▶ The records:

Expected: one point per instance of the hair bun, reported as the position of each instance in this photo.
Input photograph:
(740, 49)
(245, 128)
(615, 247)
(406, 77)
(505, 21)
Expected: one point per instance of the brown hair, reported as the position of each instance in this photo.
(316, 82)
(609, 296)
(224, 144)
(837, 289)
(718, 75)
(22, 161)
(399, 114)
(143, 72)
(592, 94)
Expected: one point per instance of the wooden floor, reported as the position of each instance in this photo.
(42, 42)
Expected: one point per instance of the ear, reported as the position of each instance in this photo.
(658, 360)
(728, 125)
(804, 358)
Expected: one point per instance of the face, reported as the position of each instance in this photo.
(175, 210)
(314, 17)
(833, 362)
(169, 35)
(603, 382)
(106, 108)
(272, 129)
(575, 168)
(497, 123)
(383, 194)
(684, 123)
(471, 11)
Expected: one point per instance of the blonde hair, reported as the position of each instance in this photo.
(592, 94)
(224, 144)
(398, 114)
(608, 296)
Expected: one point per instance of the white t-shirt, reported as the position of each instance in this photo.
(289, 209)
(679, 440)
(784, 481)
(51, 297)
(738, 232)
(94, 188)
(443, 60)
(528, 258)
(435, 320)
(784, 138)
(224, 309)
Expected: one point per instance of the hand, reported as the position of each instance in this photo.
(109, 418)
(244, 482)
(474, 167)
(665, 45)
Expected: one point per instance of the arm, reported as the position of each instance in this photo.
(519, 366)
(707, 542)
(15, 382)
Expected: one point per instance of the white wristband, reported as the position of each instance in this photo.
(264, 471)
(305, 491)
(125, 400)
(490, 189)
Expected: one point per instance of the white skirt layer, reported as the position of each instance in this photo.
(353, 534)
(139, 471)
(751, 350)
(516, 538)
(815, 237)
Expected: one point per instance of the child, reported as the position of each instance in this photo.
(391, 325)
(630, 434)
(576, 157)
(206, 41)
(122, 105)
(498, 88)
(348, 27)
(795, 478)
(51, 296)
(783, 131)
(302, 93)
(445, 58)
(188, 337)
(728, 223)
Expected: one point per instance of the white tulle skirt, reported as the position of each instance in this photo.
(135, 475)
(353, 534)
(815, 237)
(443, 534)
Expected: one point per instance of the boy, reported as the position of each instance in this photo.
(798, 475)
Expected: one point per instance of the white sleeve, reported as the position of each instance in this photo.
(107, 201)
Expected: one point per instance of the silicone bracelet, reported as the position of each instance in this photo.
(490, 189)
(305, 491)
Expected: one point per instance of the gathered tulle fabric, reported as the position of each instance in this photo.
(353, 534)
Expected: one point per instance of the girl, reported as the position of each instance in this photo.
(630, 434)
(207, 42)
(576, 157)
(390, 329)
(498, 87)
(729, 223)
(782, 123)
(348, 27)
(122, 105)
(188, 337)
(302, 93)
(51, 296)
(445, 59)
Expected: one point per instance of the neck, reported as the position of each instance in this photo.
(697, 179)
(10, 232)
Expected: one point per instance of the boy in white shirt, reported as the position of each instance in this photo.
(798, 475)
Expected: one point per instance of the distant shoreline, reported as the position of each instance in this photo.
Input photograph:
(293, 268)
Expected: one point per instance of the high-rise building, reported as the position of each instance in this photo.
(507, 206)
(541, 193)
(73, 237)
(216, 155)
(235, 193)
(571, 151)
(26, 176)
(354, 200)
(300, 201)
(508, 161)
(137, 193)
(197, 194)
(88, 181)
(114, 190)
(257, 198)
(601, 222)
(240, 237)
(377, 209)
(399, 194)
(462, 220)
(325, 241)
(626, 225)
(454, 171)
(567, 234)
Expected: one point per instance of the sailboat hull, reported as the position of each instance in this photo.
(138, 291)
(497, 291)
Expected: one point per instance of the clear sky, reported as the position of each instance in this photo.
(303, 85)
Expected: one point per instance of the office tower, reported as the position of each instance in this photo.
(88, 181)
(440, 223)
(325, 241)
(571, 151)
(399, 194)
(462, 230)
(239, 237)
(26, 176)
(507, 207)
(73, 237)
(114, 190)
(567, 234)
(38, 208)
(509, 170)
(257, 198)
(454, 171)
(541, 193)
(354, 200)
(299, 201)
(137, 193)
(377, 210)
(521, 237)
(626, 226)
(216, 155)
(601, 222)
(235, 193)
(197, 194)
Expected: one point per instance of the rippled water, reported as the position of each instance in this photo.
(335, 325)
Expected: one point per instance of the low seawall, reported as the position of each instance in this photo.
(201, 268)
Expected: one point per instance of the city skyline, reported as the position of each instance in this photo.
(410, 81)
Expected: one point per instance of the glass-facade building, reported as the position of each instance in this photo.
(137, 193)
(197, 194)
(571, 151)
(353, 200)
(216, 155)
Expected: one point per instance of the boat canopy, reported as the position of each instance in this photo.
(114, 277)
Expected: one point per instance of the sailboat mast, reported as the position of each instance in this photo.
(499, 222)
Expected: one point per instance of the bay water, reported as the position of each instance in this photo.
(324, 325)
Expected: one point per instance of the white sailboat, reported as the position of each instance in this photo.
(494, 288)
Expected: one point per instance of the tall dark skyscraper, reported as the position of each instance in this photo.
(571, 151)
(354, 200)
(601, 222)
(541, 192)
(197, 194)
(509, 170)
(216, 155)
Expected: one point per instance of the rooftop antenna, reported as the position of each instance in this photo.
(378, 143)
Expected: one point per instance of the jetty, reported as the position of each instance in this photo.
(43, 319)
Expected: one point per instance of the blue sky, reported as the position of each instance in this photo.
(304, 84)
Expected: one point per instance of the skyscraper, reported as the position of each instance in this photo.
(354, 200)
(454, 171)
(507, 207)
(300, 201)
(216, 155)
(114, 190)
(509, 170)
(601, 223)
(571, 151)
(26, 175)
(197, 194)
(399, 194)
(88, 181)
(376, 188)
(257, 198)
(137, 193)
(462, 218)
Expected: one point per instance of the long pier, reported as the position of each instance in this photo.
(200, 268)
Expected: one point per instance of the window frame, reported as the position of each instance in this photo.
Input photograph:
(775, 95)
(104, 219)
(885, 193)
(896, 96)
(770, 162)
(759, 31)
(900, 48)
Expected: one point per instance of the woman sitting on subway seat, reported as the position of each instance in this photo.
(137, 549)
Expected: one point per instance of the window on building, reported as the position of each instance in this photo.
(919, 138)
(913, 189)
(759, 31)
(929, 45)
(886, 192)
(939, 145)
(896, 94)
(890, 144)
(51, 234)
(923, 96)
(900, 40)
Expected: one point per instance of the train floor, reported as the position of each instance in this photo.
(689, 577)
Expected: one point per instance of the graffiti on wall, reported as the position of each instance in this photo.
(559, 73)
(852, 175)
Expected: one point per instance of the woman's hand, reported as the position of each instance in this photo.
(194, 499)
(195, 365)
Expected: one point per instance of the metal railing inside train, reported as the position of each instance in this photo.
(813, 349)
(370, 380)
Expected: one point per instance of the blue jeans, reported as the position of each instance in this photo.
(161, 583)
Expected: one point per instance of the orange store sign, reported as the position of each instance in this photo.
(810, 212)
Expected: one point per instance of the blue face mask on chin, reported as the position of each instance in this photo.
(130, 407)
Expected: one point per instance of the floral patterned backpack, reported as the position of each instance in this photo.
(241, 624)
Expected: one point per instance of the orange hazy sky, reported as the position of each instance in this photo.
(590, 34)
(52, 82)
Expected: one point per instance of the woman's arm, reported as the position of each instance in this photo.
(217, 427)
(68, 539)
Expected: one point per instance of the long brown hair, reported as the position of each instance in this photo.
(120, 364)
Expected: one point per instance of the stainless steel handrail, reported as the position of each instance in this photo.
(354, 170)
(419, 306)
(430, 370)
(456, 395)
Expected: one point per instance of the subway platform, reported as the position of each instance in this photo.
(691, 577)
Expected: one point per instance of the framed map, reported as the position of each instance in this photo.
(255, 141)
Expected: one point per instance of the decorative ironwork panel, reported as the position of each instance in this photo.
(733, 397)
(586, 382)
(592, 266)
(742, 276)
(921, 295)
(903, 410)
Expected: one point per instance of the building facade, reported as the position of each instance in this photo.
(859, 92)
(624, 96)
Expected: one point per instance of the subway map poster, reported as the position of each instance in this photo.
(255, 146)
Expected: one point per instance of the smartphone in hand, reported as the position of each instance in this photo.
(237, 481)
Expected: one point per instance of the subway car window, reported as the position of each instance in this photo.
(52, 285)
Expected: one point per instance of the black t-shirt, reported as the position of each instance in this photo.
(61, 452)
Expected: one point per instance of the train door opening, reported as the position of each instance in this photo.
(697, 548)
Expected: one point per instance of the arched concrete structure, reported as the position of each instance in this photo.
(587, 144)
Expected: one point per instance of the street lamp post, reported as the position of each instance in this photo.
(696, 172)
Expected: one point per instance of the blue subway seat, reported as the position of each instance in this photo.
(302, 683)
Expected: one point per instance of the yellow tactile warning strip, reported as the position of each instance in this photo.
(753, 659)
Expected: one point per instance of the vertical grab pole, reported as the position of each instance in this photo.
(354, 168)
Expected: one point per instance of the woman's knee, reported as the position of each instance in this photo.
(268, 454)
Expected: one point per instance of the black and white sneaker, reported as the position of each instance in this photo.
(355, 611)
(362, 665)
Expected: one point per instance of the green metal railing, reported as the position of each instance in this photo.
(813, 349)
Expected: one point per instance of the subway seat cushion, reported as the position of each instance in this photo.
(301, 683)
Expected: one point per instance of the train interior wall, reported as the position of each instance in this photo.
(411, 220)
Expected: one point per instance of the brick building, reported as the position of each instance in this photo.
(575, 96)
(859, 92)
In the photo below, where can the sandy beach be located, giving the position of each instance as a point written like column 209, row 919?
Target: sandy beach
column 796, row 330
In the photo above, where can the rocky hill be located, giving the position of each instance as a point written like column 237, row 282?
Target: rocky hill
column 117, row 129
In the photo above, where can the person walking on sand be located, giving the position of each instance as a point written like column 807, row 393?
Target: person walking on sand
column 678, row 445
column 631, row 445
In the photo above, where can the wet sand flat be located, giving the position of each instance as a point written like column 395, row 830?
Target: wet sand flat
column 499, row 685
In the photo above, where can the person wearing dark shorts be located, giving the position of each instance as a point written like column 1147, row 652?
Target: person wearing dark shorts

▶ What is expected: Where a line in the entries holds "wearing", copy that line.

▶ Answer to this exercise:
In the photo above, where can the person wearing dark shorts be located, giving the position of each instance as a point written like column 1147, row 652?
Target: person wearing dark shorts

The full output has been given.